━━━ ITEMS ━━━
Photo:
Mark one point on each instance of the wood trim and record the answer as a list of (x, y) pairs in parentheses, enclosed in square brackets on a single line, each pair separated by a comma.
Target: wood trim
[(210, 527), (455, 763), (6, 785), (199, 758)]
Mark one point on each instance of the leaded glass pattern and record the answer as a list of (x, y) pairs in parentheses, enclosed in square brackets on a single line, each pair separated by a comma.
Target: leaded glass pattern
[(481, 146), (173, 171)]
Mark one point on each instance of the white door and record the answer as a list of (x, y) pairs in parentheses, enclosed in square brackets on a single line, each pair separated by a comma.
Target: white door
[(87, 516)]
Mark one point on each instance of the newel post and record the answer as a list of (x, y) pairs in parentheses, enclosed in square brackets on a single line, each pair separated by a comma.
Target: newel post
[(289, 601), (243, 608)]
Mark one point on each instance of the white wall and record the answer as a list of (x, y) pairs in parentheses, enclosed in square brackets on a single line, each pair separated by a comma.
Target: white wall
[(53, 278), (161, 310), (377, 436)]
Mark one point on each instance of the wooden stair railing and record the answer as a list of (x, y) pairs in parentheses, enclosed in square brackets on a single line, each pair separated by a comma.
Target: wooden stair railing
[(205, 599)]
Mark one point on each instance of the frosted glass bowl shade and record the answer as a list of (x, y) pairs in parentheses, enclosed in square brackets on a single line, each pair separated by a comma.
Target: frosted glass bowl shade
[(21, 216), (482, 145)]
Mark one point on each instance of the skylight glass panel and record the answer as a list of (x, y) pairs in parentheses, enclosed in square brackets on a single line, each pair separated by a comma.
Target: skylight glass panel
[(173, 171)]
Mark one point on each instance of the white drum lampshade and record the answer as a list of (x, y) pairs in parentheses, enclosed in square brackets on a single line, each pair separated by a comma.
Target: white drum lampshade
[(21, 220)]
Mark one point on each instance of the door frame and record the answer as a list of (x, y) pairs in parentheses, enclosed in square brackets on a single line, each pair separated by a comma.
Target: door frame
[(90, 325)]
━━━
§ PROBLEM REQUIREMENTS:
Rewrite all the rows above, switching every "white" to "cream" and leaving everything else as it is.

§ RESPONSE FOR THIS EXERCISE:
Photo:
Mark one point on each instance of the wood trim and record the answer as a list of (x, y) pairs in parentheses, enclosed in square brackets on a single line, each pair separated by a comma.
Target: wood trim
[(210, 527), (455, 763), (6, 785), (199, 758)]
Mark one point on each instance of the leaded glass pattern and record the answer as a list of (x, y) pairs in parentheses, enclosed in square brackets on a single line, each pair separated by a comma.
Target: leaded glass pattern
[(481, 146), (173, 171)]
Mark one point on each instance of the cream door and record the answer as a list of (x, y) pairs in parentheses, enclosed in square brackets on a single line, each pair separated by a comma.
Target: cream door
[(87, 516)]
Mark one point on each instance of the newel post and record the answer as a list of (x, y) pairs in parentheses, enclosed in square brackets on a single line, each pair separated by a comma.
Target: newel post
[(289, 601), (243, 608)]
Mark one point on each instance of the cream wall and record the answer as a list of (x, y) pairs in parentheses, enclosed in square brackets on a single line, each pair separated by a comma.
Target: cream wall
[(53, 278), (161, 310), (377, 436)]
Mark one point on each instance of the wooden stair railing and record the answer as a list of (x, y) pairs in parentheses, enclosed in square brackets on a single line, each pair separated by a comma.
Target: wooden stair railing
[(205, 599)]
Mark one point on each instance of the frosted glass bowl shade and record the answer as a list of (x, y) pairs in parentheses, enclosed in square brackets on a single line, each pair separated by a comma.
Target: frosted glass bowl shade
[(21, 216), (482, 145)]
Mark one point on each instance of the skylight glass panel and record the answer as a list of (x, y) pairs in parentheses, enclosed in square brackets on a single line, each pair separated by a comma.
Target: skylight glass panel
[(173, 171)]
Mark one point on each instance of the cream drum lampshade and record the answer as a list of (x, y) pairs in parentheses, enclosed in square brackets on a single line, each pair separated by a comma.
Target: cream drum lampshade
[(21, 220)]
Mark one point on each instance of the door frame and record the answer as a list of (x, y) pairs in parentheses, enclosed in square brackets on a single line, each pair separated by a comma.
Target: door frame
[(90, 325)]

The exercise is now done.